### Exercise directions
The entries that follow include a run beginning at the line with "Target: powdered sugar coating" and ending at the line with "# test: mark the maroon"; restate that run word for word and leave the rest out.

(Referring expression data)

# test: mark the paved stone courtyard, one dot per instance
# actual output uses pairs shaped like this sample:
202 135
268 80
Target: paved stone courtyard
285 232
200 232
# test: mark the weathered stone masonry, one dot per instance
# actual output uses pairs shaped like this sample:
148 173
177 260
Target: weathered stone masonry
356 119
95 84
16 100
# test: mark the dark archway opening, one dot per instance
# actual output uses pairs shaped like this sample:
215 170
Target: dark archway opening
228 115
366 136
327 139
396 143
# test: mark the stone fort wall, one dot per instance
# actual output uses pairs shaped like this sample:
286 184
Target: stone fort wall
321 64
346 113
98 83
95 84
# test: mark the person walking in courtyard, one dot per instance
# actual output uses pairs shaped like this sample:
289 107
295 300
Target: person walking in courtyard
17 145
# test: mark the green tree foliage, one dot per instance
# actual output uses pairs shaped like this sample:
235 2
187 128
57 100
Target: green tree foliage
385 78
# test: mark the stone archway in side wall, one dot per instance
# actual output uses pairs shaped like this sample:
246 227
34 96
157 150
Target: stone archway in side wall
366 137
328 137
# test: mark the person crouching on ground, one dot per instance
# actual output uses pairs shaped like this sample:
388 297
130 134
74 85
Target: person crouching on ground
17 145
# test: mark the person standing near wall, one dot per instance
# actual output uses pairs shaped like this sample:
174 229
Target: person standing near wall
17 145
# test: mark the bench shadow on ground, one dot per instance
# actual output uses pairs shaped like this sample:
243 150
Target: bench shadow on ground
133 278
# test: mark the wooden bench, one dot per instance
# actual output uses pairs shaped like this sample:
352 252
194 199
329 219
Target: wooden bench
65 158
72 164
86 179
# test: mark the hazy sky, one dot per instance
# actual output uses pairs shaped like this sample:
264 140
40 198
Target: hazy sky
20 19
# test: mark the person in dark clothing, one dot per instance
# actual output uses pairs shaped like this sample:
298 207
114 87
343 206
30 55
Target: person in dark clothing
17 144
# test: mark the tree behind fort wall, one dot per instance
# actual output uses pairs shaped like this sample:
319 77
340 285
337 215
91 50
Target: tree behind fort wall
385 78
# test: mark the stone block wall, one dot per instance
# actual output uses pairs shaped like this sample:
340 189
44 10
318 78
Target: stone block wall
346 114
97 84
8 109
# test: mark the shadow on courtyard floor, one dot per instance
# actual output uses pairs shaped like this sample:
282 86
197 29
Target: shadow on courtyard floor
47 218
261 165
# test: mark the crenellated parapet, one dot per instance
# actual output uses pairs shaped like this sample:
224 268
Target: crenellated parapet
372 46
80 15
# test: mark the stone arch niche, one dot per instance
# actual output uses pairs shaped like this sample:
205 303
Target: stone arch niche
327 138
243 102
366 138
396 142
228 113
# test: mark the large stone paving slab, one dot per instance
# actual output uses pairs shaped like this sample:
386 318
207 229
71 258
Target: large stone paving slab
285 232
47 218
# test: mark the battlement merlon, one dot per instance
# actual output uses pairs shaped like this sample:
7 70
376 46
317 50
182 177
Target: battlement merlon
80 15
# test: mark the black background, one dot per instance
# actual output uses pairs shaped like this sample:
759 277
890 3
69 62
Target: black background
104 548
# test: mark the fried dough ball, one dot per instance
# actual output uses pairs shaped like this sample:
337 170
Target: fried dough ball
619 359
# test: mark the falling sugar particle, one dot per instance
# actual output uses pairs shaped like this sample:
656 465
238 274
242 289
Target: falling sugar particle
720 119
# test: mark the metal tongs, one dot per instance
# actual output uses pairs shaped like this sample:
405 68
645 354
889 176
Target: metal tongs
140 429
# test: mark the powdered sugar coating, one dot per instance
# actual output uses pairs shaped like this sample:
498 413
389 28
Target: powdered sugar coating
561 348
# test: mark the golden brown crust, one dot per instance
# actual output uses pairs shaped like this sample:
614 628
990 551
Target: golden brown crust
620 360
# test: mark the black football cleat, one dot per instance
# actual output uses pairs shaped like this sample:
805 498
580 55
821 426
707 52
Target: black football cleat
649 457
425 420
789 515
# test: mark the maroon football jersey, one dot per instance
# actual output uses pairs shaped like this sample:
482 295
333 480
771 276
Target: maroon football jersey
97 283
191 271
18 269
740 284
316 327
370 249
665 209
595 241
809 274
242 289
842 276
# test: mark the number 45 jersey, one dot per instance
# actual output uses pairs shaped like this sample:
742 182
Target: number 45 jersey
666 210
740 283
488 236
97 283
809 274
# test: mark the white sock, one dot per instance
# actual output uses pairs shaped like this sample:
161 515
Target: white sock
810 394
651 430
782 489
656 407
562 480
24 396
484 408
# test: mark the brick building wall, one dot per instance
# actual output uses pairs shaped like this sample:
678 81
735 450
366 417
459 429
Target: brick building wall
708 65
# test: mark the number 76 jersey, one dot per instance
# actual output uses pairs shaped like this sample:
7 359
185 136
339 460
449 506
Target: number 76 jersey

### Task answer
Target: powdered sugar coating
561 348
# test: mark the golden brown crust, one dot per instance
# actual output uses pairs shaped like this sample:
614 628
990 551
Target: golden brown crust
620 360
# test: mark the black football cleat, one dot per instance
# actual output uses pairs shaped like this sample:
805 498
580 55
821 426
707 52
Target: black football cleat
649 457
425 420
789 515
# test: mark the maroon football jersey, one dot per instance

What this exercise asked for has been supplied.